The exercise =>
Can you format the items below as a two-column CSV with the headers input and output, one row per item holding its text and its answer, each in a single quoted field with line breaks turned into spaces, and leave the pictures out?

>> START

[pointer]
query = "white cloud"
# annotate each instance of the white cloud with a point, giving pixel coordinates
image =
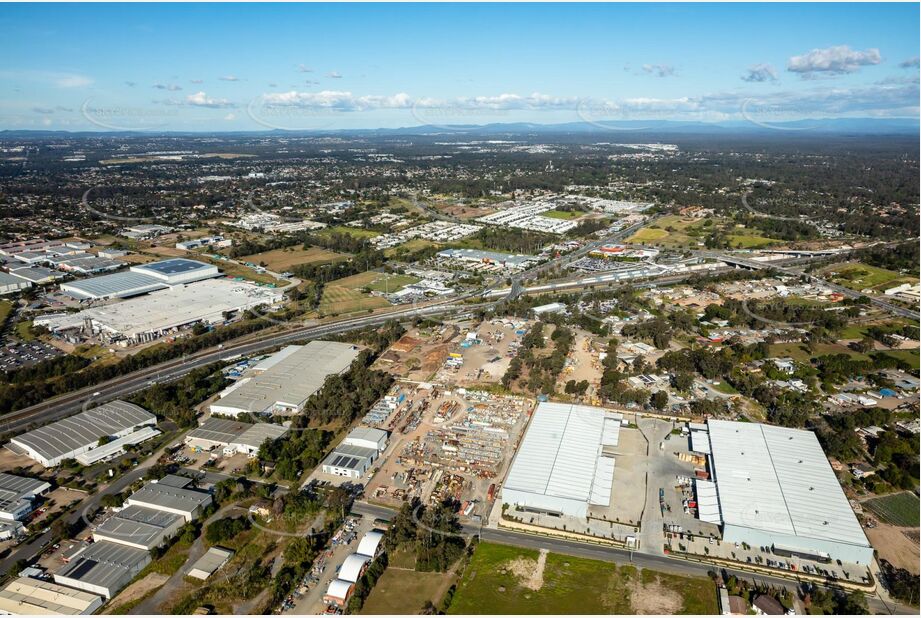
(659, 70)
(760, 73)
(73, 81)
(200, 99)
(836, 60)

>> END

Written solution =>
input,output
"[pointer] query = ""white cloud"" # annotate each instance of the white cloud with a point, giving pixel coordinates image =","(659, 70) (760, 73) (73, 81) (200, 99) (836, 60)"